**What is asked**
Reproduce every row below verbatim, keeping each one unchanged.

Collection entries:
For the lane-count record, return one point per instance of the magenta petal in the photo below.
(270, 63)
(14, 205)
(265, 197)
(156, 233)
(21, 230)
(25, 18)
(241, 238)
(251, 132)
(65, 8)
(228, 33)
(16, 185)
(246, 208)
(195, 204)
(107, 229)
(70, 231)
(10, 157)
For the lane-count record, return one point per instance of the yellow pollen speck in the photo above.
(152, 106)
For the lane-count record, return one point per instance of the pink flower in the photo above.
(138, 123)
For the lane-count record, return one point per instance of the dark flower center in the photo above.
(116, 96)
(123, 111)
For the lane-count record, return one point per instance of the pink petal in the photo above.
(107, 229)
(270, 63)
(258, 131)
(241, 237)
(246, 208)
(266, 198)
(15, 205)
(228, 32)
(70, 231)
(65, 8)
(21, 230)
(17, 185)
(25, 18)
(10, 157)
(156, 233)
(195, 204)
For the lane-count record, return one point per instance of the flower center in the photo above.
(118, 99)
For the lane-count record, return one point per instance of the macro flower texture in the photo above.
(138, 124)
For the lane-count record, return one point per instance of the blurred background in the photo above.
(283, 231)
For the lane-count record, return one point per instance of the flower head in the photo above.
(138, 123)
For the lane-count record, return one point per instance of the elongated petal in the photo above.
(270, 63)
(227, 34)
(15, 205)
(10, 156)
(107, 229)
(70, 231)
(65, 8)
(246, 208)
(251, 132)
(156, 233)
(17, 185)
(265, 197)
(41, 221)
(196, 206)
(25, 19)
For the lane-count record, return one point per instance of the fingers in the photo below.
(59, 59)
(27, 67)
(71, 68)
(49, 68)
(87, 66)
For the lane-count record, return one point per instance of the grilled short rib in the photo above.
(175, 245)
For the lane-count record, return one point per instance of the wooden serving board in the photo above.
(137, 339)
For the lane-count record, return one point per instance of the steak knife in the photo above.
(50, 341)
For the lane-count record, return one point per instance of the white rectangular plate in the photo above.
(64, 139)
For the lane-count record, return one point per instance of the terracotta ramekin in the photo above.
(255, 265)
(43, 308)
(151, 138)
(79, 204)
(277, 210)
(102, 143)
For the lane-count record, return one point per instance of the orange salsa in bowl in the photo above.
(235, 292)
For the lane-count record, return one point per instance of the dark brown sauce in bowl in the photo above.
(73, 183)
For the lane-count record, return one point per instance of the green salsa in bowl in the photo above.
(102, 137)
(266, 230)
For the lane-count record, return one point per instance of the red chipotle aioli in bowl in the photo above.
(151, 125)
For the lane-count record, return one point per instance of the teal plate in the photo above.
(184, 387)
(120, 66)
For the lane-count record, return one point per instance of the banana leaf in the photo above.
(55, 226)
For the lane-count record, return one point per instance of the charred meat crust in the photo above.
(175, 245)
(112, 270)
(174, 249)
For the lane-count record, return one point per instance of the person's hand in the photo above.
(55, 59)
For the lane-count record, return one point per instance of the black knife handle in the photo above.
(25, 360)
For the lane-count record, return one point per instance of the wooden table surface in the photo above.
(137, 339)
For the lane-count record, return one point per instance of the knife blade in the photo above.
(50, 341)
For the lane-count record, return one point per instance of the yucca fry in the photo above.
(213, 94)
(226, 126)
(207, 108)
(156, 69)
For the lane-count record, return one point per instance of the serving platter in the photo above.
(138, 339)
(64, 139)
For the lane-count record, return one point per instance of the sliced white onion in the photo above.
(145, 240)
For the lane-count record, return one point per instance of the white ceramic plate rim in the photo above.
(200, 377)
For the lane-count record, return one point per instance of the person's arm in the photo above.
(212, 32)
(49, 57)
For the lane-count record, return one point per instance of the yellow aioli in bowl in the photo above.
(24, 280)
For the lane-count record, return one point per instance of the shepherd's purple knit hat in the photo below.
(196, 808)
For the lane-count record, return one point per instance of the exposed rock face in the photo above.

**Answer**
For the lane-count record, return one point per instance of the magenta petal in the photo below.
(270, 63)
(14, 205)
(265, 197)
(156, 233)
(21, 230)
(25, 18)
(241, 238)
(251, 132)
(65, 8)
(228, 33)
(16, 185)
(246, 208)
(195, 204)
(107, 229)
(70, 231)
(10, 157)
For the lane-count record, return one point per instance of the yellow pollen speck in the photo above.
(152, 106)
For the lane-count record, return one point per instance of the pink flower in the photo above.
(138, 123)
For the lane-count record, return one point per instance of the dark flower center in the photo above.
(116, 96)
(123, 111)
For the lane-count record, return one point per instance of the pink petal in the photo above.
(107, 229)
(270, 63)
(258, 131)
(241, 237)
(246, 208)
(266, 198)
(15, 205)
(228, 32)
(70, 231)
(65, 8)
(21, 230)
(17, 185)
(25, 18)
(10, 157)
(156, 233)
(195, 204)
For the lane-count record, return one point per instance of the flower center in the photo above.
(118, 99)
For the lane-count record, return one point per instance of the macro flower texture in the photo above.
(138, 124)
For the lane-count record, return one point per instance of the blurred background in the photo above.
(283, 231)
For the lane-count record, return one point per instance of the flower head in the photo above.
(138, 123)
For the lane-count record, return one point per instance of the elongated petal in the photo above.
(270, 63)
(227, 34)
(15, 205)
(10, 156)
(107, 229)
(70, 231)
(65, 8)
(246, 208)
(251, 132)
(156, 233)
(17, 185)
(265, 197)
(41, 221)
(196, 206)
(25, 19)
For the lane-count record, return one point per instance of the fingers in the photo below.
(59, 59)
(27, 67)
(71, 68)
(49, 68)
(87, 66)
For the lane-count record, return one point per instance of the grilled short rib in the photo above.
(175, 245)
For the lane-count record, return one point per instance of the wooden serving board in the photo above.
(137, 339)
For the lane-count record, return one point per instance of the steak knife in the photo above.
(50, 341)
For the lane-count record, return one point per instance of the white rectangular plate in the photo above.
(64, 139)
For the lane-count record, return one point per instance of the terracotta ramekin in the photo above.
(255, 265)
(43, 308)
(151, 138)
(79, 204)
(277, 210)
(102, 143)
For the lane-count record, return one point per instance of the orange salsa in bowl in the photo above.
(235, 292)
For the lane-count record, return one point per instance of the dark brown sauce in bowl in the photo above.
(73, 183)
For the lane-count record, return one point per instance of the green salsa in bowl in the photo above.
(102, 137)
(266, 230)
For the lane-count record, return one point per instance of the red chipotle aioli in bowl in the photo above.
(151, 125)
For the lane-count record, return one point per instance of the teal plate in the photo above.
(184, 387)
(120, 66)
For the lane-count record, return one point per instance of the banana leaf in the photo above.
(55, 226)
For the lane-count record, return one point per instance of the charred meat crust in the photo above.
(175, 245)
(112, 270)
(174, 249)
For the lane-count record, return one point per instance of the person's hand in the photo above.
(55, 59)
For the lane-count record, return one point per instance of the black knife handle in the photo above.
(25, 360)
For the lane-count record, return one point per instance of the wooden table surface in the photo above.
(137, 339)
For the lane-count record, return one point per instance of the knife blade in the photo above.
(50, 341)
For the lane-count record, return one point per instance of the yucca fry in the photo above.
(213, 94)
(226, 126)
(207, 108)
(156, 69)
For the lane-count record, return one point per instance of the serving platter in the photo above.
(138, 339)
(64, 139)
For the lane-count record, return one point per instance of the sliced white onion in the photo above.
(145, 240)
For the lane-count record, return one point per instance of the white ceramic plate rim in the photo above.
(200, 377)
For the lane-count record, return one point per instance of the person's arm in the photo above.
(212, 32)
(49, 57)
For the lane-count record, return one point per instance of the yellow aioli in bowl in the photo above.
(24, 280)
For the lane-count record, return one point per instance of the shepherd's purple knit hat in the photo below.
(196, 808)
For the lane-count record, return one point per instance of the exposed rock face in the photo above.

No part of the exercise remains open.